- _PROBLEM 1_: In the passage on causes of erectile dysfunction, what was bisphenol A (BPA) originally created as?
- _PROBLEM 2_: Translate this sentence from the passage on causes of erectile dysfunction into Spanish: "Men may have a chemical sensor that finds women in tears to be less suitable mates."

- _GIVEN PASSAGE_:
______

Your penis is a riddle wrapped in a mystery inside an enigma, to paraphrase Winston Churchill (who definitely wasn't talking about erectile dysfunction, but whatever). Here are five shocking things that might cause your favorite appendage to be DOA.


Most microwave popcorn is loaded with poly- and perfluoroalkyl substances (PFASs) and perfluorooctanoic acid (PFOA), “what we call endocrine-disrupting chemicals [EDCs],” explains Justin Dubin, M.D., a urologist and men’s health specialist at Memorial Healthcare System in Aventura, Florida. Food cans are lined with plastic rich in another EDC, bisphenol A (BPA), a chemical originally created as an estrogen supplement. Studies have found that exposure to EDCs “can potentially lower male testosterone levels, and low testosterone can be a cause of erectile dysfunction,” Dubin says.

But no need to completely forgo popcorn when you Netflix and chill. “We don’t know the threshold or amount of exposure you would have to have in order for it to cause lower testosterone levels,” Dubin says. “But I would think you would have to microwave a lot of popcorn in order to be impacted.”

Is the occasional bag of microwave popcorn going to give you ED? “The answer is no,” he says. But is avoiding packaged foods good for your health and the health of your penis? Sure is. 


This sounds like an old wives' tale. But a 2011 study links women’s “negative-emotion-related odorless tears” to reduced arousal and reduced levels of testosterone in men, according to researchers.

 “Men were really being signaled by the chemicals in the tears,” explains Judson Brandeis, M.D., a urologist and CEO of BrandeisMD Male Rejuvenation Center in San Ramon, California. “And they even confirmed their findings with MRIs of the brain.” Men may have a chemical sensor that finds women in tears to be less suitable mates.

Bottom line: An unhappy woman makes for an impotent man. In other words, her tears might be another way of saying, “Not tonight, dear.”


We all want our partners to get along with our friends, right? Be careful, it could be a boner killer. According to one study, erectile dysfunction is common among men whose female partner is closer to his friends than he is, also known as “partner betweenness.” Ninety-two percent of men in this study had trouble getting or maintaining an erection when their partner was close to their friends.

______

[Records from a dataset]
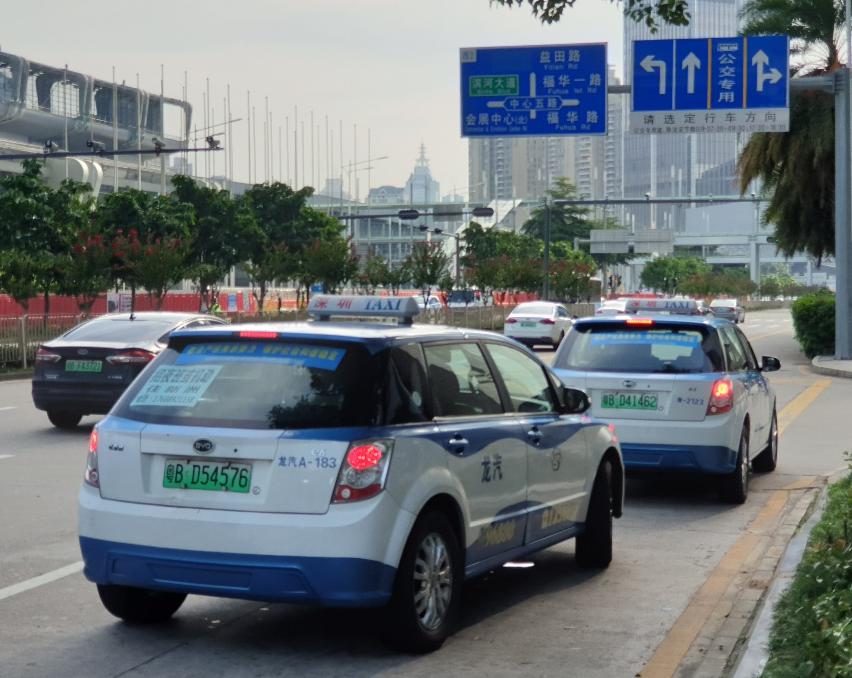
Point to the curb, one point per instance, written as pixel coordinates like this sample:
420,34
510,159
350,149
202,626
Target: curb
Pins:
828,371
756,653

______

- _EXERCISE RESPONSE 1_: An estrogen supplement.

- _EXERCISE RESPONSE 2_: Es posible que los hombres tengan un sensor químico que les haga percibir a las mujeres que lloran como parejas menos adecuadas.